(DATA ENTRIES)

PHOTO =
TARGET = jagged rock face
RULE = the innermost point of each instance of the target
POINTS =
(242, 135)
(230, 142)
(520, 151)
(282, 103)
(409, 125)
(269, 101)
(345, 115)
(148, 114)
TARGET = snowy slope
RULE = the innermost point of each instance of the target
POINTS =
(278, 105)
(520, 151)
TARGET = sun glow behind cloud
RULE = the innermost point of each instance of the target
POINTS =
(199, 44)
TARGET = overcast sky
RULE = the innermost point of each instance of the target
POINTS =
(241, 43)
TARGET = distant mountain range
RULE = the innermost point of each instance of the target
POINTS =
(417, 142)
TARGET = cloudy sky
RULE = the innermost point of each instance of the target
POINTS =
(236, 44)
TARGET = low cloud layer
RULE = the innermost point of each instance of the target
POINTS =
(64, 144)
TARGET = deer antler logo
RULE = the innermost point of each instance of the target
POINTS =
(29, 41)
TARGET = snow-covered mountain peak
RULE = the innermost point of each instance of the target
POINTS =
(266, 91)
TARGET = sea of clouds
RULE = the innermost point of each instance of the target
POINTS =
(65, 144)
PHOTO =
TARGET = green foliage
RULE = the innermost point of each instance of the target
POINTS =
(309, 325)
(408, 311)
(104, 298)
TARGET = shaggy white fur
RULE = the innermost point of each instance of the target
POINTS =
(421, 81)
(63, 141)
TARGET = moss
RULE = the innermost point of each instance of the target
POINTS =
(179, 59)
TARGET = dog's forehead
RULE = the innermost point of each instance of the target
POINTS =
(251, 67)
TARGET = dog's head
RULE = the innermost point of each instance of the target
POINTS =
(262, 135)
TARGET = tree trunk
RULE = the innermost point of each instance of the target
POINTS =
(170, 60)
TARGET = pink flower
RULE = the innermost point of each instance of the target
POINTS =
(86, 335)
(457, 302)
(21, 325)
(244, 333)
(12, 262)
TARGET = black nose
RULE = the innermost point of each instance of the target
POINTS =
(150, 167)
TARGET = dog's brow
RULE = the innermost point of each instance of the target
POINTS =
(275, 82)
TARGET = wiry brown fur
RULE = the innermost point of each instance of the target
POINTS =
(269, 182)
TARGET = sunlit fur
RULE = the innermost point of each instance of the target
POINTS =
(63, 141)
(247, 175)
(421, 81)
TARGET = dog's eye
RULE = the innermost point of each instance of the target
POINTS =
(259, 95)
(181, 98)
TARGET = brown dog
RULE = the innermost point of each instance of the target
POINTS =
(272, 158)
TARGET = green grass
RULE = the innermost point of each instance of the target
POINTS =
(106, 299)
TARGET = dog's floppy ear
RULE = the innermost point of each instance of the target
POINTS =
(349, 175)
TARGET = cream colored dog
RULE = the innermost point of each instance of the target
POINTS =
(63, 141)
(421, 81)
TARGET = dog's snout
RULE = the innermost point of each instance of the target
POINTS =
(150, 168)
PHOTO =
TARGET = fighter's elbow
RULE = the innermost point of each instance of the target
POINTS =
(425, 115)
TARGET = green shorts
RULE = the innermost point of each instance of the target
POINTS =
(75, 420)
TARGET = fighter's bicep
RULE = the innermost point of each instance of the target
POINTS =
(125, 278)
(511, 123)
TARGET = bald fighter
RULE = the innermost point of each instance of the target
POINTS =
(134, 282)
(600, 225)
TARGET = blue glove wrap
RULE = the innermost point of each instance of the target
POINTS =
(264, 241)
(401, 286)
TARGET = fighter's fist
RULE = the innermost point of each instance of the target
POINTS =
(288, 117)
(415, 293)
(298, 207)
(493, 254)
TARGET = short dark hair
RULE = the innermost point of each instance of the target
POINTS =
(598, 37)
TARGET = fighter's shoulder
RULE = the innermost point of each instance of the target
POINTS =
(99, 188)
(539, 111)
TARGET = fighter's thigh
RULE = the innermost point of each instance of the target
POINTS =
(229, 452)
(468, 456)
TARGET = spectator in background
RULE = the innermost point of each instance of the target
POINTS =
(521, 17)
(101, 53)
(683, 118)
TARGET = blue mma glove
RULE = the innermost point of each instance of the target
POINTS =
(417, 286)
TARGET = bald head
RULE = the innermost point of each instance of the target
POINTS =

(TASK)
Rewrite all of the rows above, replacing "innermost" with "central" wherever it occurs and leaving every other part unchanged.

(THE RESULT)
PHOTO =
TARGET = jagged rock face
RULE = the central point of each instance of the target
POINTS =
(242, 135)
(230, 142)
(520, 151)
(282, 103)
(409, 125)
(269, 101)
(345, 115)
(148, 114)
TARGET = snowy slope
RULE = the central point of each instance of the target
POINTS =
(278, 105)
(520, 151)
TARGET = sun glow behind cloud
RULE = the central point of each instance of the target
POINTS =
(199, 44)
TARGET = overcast sky
RULE = the central point of each instance of the target
POINTS =
(241, 43)
TARGET = distant mountain range
RULE = the central point of each instance of the target
POINTS =
(417, 142)
TARGET = cloudy sky
RULE = the central point of each instance of the target
POINTS =
(236, 44)
TARGET = low cloud layer
RULE = the central point of each instance of the target
POINTS =
(64, 144)
TARGET = deer antler logo
RULE = the central point of each instance of the target
POINTS =
(29, 41)
TARGET = snow-covered mountain peak
RULE = the central point of each instance of the target
POINTS =
(266, 91)
TARGET = sea of clouds
RULE = the central point of each instance of the target
POINTS =
(65, 144)
PHOTO =
TARGET = green foliage
RULE = the central point of each instance of the target
POINTS =
(309, 325)
(408, 311)
(104, 298)
TARGET = shaggy white fur
RULE = the central point of each instance of the target
POINTS =
(421, 81)
(63, 141)
TARGET = moss
RULE = the central point of each instance of the target
POINTS =
(179, 59)
TARGET = dog's forehead
RULE = the central point of each instance of the target
POINTS =
(251, 67)
TARGET = dog's head
RULE = the central point of each instance of the target
POINTS =
(262, 135)
TARGET = tree trunk
RULE = the central point of each instance of the target
POINTS =
(170, 60)
TARGET = pink flower
RULE = the central point of each instance of the target
POINTS =
(86, 335)
(457, 302)
(21, 325)
(244, 333)
(12, 262)
TARGET = black nose
RULE = the central point of each instance of the target
POINTS =
(150, 167)
TARGET = dog's brow
RULE = the central point of each instance of the target
POINTS =
(275, 82)
TARGET = wiry brown fur
RULE = the central point of each instance of the target
POINTS =
(269, 182)
TARGET = sunlit fur
RULE = the central point of each instance of the target
POINTS =
(63, 141)
(247, 175)
(421, 81)
TARGET = dog's eye
RULE = the central point of each instance of the target
POINTS =
(259, 95)
(181, 98)
TARGET = brown dog
RULE = the central point of each instance of the target
POINTS =
(272, 158)
TARGET = green grass
RULE = the central point of each instance of the target
POINTS =
(106, 299)
TARGET = dog's floppy ear
RULE = the central point of each instance of the target
POINTS =
(349, 175)
TARGET = cream colored dog
RULE = the central point of each instance of the target
POINTS =
(63, 141)
(421, 81)
TARGET = dog's snout
RULE = the central point of each instance of the target
POINTS =
(150, 168)
PHOTO =
TARGET = fighter's elbow
RULE = the central point of each instance of the target
POINTS =
(425, 115)
TARGET = green shorts
RULE = the central point of each instance of the target
POINTS =
(75, 420)
TARGET = fighter's bicep
RULE = the central point of each instance of the target
POINTS =
(125, 278)
(511, 123)
TARGET = bald fighter
RULE = the central point of each instance of the target
POINTS =
(134, 282)
(600, 225)
TARGET = blue glove wrap
RULE = the central point of each instance of the target
POINTS =
(264, 241)
(401, 286)
TARGET = fighter's fist
RULE = the central point of each instance of the target
POINTS =
(288, 117)
(415, 293)
(298, 207)
(493, 254)
TARGET = short dark hair
RULE = the central point of each instance of the target
POINTS =
(598, 37)
TARGET = fighter's shoulder
RULE = the central point of each instance of the target
POINTS =
(99, 188)
(539, 111)
TARGET = fighter's thigh
RULE = the central point of each instance of the target
POINTS =
(229, 452)
(468, 456)
TARGET = spectator in background
RULE = the central point of each instance of the target
POINTS =
(521, 17)
(101, 53)
(683, 118)
TARGET = blue mma glove
RULE = the central point of each instance of the target
POINTS =
(417, 286)
TARGET = bald head
RULE = the central point of each instance of the target
POINTS =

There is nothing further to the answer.